**Directions:**
**A)** Can you copy everything from "Mr. Jiacheng XIA" down to "problems for DML." in the thesis abstract, substituting "constraint" for "bottleneck"?
**B)** Can you pick up the thesis abstract on network scheduling for distributed machine learning after its last sentence and keep writing it?

**Article:**
Network Scheduling for Distributed Machine Learning

MPhil Thesis Defence


Title: "Network Scheduling for Distributed Machine Learning"

By

Mr. Jiacheng XIA


Abstract

Distributed machine learning (DML) is of growing importance. Due to the growing 
scale of data and complexity of models, many important machine learning 
problems cannot be effectively solved by single machine. Existing scheduling 
algorithms are insufficient due to the complex computation-communication 
pattern and approximation feature of DML. In the training stage of DML, 
networking becomes bottleneck as the models trained on different machines need 
synchronization and updates frequently, transmitting MB to GB scale of 
parameters at second to sub-second level. In this thesis, we focus on the 
network scheduling problems for DML.

Firstly, we propose Chukonu, a intra-job scheduler for allocating 
resources to processes on the same DML job on different servers. We show 
that DML attains faster speed with decoupling the computation and 
communication processes at scheduler design. Our prototype shows a 1.5x 
faster speed compared over different parameter synchronization schemes.

**Data rows:**

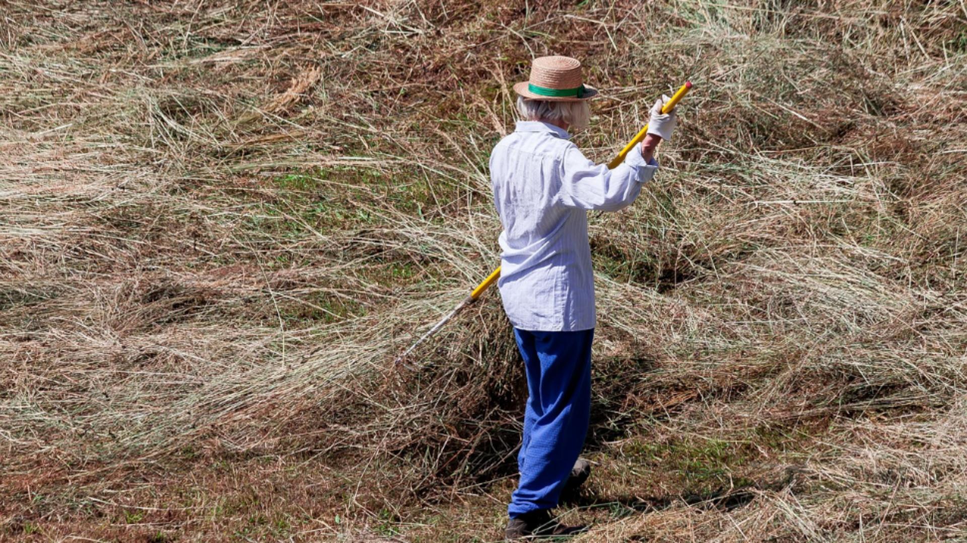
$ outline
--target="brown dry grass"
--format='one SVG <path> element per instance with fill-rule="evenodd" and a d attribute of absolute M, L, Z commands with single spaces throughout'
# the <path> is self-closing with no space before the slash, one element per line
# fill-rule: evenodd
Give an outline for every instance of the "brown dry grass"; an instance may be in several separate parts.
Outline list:
<path fill-rule="evenodd" d="M 486 174 L 603 89 L 587 541 L 967 537 L 962 1 L 0 6 L 0 538 L 488 541 L 525 393 Z"/>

**Results for the exercise:**
**A)**
Mr. Jiacheng XIA


Abstract

Distributed machine learning (DML) is of growing importance. Due to the growing 
scale of data and complexity of models, many important machine learning 
problems cannot be effectively solved by single machine. Existing scheduling 
algorithms are insufficient due to the complex computation-communication 
pattern and approximation feature of DML. In the training stage of DML, 
networking becomes constraint as the models trained on different machines need 
synchronization and updates frequently, transmitting MB to GB scale of 
parameters at second to sub-second level. In this thesis, we focus on the 
network scheduling problems for DML.

**B)**
Secondly, we propose DeepProphet, a tool to analyze the computation and 
network resource requirements offline via analyzing the dataflow graph 
representing the DML application. With given hardware configuration, 
DeepProphet accurately predicts the iteration completion time within below 
10% average error. We demonstrate the resource requirements for DML can be 
conducted accurately via offline analysis, a feature that benefits later 
inter-job scheduler designs.


Date:			Wednesday, 14 August 2019

Time:			4:00pm - 6:00pm

Venue:			Room 3494
 			Lifts 25/26

Committee Members:	Dr. Kai Chen (Supervisor)
 			Prof. Gary Chan (Chairperson)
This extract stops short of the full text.